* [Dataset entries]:
___

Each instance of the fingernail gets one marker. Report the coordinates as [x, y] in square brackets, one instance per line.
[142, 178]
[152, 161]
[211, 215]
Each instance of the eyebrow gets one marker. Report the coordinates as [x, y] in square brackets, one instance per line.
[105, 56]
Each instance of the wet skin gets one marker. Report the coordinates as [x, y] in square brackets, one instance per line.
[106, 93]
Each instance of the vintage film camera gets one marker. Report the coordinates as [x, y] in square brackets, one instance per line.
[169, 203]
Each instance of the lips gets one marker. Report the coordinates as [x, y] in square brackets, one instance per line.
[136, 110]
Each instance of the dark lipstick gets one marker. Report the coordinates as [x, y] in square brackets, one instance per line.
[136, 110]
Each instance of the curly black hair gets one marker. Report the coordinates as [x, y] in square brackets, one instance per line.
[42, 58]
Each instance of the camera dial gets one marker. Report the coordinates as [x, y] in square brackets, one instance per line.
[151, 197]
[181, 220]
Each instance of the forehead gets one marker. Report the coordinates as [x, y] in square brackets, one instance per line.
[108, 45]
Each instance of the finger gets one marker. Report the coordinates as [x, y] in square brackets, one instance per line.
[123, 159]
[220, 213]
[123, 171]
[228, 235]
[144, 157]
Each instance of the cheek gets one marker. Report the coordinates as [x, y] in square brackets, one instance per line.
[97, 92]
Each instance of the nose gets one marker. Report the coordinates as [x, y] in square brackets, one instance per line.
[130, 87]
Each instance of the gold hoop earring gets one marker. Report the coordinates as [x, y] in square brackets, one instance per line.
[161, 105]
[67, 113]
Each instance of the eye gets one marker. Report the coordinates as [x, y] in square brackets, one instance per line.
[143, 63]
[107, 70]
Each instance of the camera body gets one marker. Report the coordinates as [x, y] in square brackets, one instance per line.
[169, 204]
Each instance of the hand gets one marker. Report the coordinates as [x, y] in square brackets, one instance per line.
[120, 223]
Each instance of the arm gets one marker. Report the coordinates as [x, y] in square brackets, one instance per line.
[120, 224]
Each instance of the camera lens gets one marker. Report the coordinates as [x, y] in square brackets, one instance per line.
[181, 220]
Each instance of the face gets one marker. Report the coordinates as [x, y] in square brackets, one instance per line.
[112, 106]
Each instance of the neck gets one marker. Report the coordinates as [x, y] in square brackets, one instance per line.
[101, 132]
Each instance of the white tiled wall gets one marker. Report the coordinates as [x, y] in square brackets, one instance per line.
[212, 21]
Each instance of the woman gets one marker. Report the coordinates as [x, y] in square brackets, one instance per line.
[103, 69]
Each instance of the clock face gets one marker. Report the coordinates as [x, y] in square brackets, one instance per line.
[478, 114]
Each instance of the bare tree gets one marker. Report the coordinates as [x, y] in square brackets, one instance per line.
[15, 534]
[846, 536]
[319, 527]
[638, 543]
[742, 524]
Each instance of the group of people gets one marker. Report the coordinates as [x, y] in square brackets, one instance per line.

___

* [Problem requirements]: Copy the entries exactly as they appear.

* [Problem solution]:
Each instance of the fingernail gets one marker. Report the coordinates as [x, y] in square brackets, one instance per line.
[142, 178]
[152, 161]
[211, 215]
Each instance of the eyebrow gets one marker. Report the coordinates as [x, y] in square brackets, one instance per line.
[105, 56]
Each instance of the wet skin gets one marker. Report the coordinates as [x, y] in square brackets, one instance per line.
[106, 93]
Each instance of the vintage film camera gets one marker. Report the coordinates as [x, y] in square brackets, one instance per line.
[169, 203]
Each instance of the lips gets one marker. Report the coordinates as [x, y] in square brackets, one instance per line.
[136, 110]
Each instance of the dark lipstick gets one marker. Report the coordinates as [x, y] in square brackets, one instance per line.
[136, 110]
Each instance of the curly black hair gets one marker. Report the coordinates as [x, y] in square brackets, one instance per line.
[42, 58]
Each instance of the camera dial gets one marker. Report the coordinates as [x, y] in square brackets, one instance per line.
[151, 197]
[181, 220]
Each instance of the forehead gets one marker. Report the coordinates as [x, y] in square brackets, one instance per line.
[108, 45]
Each instance of the finger gets one marker. Report the coordinates as [x, y] in square brackets, one instance per line.
[123, 159]
[220, 213]
[123, 171]
[228, 235]
[144, 157]
Each instance of the cheek gets one marker. Report the coordinates as [x, y] in square brackets, one instance per line.
[97, 92]
Each instance of the nose gets one marker. Report the coordinates as [x, y] in square brackets, one instance per line.
[130, 87]
Each instance of the gold hoop earring gets one marker. Report the coordinates as [x, y] in square brackets, one instance per line.
[161, 105]
[67, 113]
Each instance of the eye gets one marker. Report the coordinates as [x, y] in square brackets, one instance per line.
[143, 63]
[107, 70]
Each instance of the camera body gets one marker. Report the coordinates as [x, y] in square brackets, one instance per line.
[169, 204]
Each instance of the hand gets one marker. Report the coordinates as [x, y] in square brackets, one instance per line.
[120, 223]
Each instance of the arm gets one marker. Report the coordinates as [x, y] in square brackets, one instance per line.
[120, 224]
Each instance of the camera lens gets one marker. Report the coordinates as [x, y] in square brackets, one instance per line.
[181, 220]
Each instance of the face gets one marker. Report the coordinates as [x, y] in square brackets, one instance per line.
[112, 106]
Each instance of the neck gets one marker. Report the coordinates as [x, y] in square brackets, one instance per line.
[101, 132]
Each instance of the white tiled wall gets one marker. Report the coordinates as [x, y] in square brackets, one instance per line.
[212, 21]
Each instance of the woman gets one marker. Report the coordinates as [x, y] in square brackets, one instance per line.
[103, 69]
Each instance of the clock face gets one marker. Report the coordinates as [x, y] in square brackets, one instance per line.
[478, 114]
Each instance of the bare tree gets one marker. Report the coordinates as [x, y] in square brackets, one instance per line.
[15, 534]
[846, 536]
[319, 527]
[638, 543]
[742, 524]
Each instance of the group of people gets one marker. Report the coordinates as [x, y] in square brackets, one instance per line.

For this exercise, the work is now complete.